#### [TEKS YANG DISEDIAKAN]

==================================================

Sejarah Kerajaan Buton: Jejak Peradaban Islam dan Demokrasi dari Buton, Sulawesi Tenggara

Jejak sejarah benteng Kraton Buton
Kerajaan Buton bukan sekadar bagian dari sejarah lokal, melainkan cerminan warisan budaya dan sistem pemerintahan yang maju pada masanya. 

Memahami sejarah Buton berarti menelusuri akar budaya, sistem kenegaraan, hingga nilai-nilai demokrasi yang pernah berkembang di wilayah yang kini masuk dalam Provinsi Sulawesi Tenggara. 

Tulisan ini akan mengulas secara ringkas perjalanan sejarah, sistem pemerintahan, hingga peninggalan Kesultanan Buton yang masih lestari hingga hari ini.

Asal-Usul Kerajaan Buton dan Raja Perempuan Pertama

Kerajaan Buton berdiri pada tahun 1332 Masehi dan dipimpin oleh seorang perempuan bernama Wa Kaa Kaa sebagai raja pertama.

==================================================

#### [BAHAN YANG DISEDIAKAN]

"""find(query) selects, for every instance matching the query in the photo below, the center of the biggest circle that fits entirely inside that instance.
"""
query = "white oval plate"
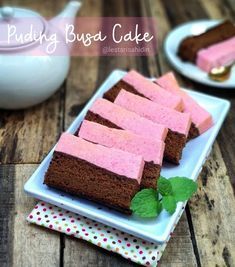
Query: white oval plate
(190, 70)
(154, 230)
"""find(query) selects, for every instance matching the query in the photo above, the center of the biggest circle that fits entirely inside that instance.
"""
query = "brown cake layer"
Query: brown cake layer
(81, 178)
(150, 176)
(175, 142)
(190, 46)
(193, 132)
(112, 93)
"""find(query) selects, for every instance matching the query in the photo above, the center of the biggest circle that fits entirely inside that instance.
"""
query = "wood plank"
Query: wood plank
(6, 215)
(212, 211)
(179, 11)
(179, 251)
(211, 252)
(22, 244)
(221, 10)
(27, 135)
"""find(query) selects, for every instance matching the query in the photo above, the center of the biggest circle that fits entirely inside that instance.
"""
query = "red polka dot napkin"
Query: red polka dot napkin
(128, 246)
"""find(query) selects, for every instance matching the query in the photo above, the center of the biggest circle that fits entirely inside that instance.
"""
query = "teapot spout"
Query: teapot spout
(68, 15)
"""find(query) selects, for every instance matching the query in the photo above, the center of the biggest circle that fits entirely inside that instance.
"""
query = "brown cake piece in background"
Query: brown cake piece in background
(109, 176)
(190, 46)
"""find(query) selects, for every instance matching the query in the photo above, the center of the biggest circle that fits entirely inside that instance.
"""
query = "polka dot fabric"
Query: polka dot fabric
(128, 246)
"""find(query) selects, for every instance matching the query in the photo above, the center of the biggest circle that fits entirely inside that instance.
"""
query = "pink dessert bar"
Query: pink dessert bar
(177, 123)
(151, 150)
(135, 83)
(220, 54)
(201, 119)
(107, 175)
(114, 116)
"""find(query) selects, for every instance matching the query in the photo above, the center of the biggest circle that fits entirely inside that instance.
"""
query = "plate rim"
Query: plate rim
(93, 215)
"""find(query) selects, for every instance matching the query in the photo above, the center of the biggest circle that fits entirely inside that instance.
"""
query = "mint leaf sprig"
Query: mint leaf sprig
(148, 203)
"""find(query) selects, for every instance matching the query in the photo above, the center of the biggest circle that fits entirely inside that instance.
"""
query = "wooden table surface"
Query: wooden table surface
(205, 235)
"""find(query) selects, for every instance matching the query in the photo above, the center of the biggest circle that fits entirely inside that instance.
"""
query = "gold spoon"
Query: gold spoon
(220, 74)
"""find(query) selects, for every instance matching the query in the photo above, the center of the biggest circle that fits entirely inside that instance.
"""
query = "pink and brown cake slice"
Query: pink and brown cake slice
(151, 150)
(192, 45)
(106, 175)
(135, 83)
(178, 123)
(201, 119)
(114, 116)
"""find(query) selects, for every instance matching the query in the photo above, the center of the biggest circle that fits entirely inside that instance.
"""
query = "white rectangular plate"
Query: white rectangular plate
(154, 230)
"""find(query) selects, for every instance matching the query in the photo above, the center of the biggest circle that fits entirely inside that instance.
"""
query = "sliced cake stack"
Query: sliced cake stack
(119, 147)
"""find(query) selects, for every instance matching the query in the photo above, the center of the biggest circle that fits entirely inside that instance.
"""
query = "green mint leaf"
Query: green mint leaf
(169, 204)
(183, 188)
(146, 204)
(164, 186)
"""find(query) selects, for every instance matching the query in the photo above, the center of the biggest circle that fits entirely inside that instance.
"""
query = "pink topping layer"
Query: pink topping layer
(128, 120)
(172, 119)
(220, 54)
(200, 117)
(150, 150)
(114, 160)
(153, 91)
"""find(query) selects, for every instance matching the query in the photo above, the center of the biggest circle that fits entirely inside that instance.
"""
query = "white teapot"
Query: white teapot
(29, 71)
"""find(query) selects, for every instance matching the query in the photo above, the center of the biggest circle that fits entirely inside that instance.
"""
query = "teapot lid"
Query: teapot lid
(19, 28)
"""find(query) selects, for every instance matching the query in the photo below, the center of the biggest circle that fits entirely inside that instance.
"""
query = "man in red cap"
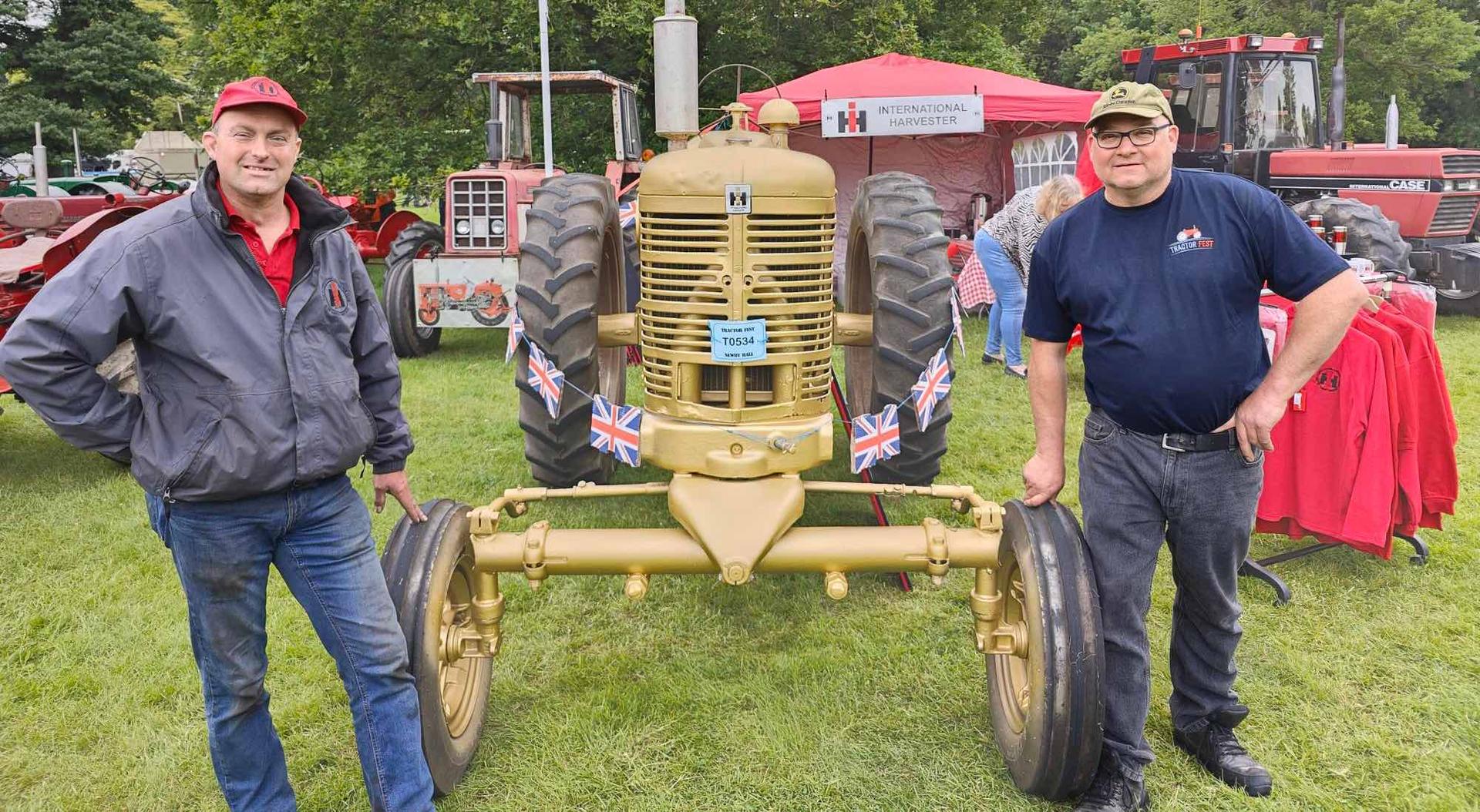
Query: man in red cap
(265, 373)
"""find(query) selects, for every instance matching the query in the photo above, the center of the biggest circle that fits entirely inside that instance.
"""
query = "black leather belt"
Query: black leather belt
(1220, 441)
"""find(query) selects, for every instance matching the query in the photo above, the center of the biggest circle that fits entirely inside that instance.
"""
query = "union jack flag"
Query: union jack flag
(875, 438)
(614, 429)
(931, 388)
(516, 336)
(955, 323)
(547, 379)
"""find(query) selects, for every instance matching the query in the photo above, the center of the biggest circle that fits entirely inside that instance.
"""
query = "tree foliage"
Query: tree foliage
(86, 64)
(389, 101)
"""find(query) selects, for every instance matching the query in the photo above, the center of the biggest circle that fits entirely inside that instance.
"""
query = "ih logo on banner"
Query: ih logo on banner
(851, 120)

==================================================

#### [TUGAS ANDA]
A. Tulis ulang bagian teks tentang sejarah Buton yang bermula dari "Memahami sejarah Buton" dan berlanjut hingga "Provinsi Sulawesi Tenggara.". Ganti "menelusuri" dengan "menggali".
B. Tolong nyatakan apakah tiap pernyataan berikut sesuai dengan teks tentang sejarah Buton, dengan jawaban ya atau tidak beserta kutipan kata-kata teks yang menentukannya. (i) Kerajaan Buton berdiri pada tahun 1332 Masehi. (ii) Raja pertama Kerajaan Buton adalah seorang laki-laki. (iii) Wilayah Buton kini termasuk Provinsi Sulawesi Selatan.
C. Terjemahkan kalimat dari teks tentang sejarah Buton ini ke dalam bahasa Inggris: "Kerajaan Buton berdiri pada tahun 1332 Masehi dan dipimpin oleh seorang perempuan bernama Wa Kaa Kaa sebagai raja pertama."

#### [JAWABAN TIAP TUGAS]
A.
Memahami sejarah Buton berarti menggali akar budaya, sistem kenegaraan, hingga nilai-nilai demokrasi yang pernah berkembang di wilayah yang kini masuk dalam Provinsi Sulawesi Tenggara.

B.
(i) Ya: "Kerajaan Buton berdiri pada tahun 1332 Masehi"
(ii) Tidak: "dipimpin oleh seorang perempuan bernama Wa Kaa Kaa sebagai raja pertama"
(iii) Tidak: "yang kini masuk dalam Provinsi Sulawesi Tenggara"

C. The Kingdom of Buton was founded in 1332 CE and was led by a woman named Wa Kaa Kaa as its first ruler.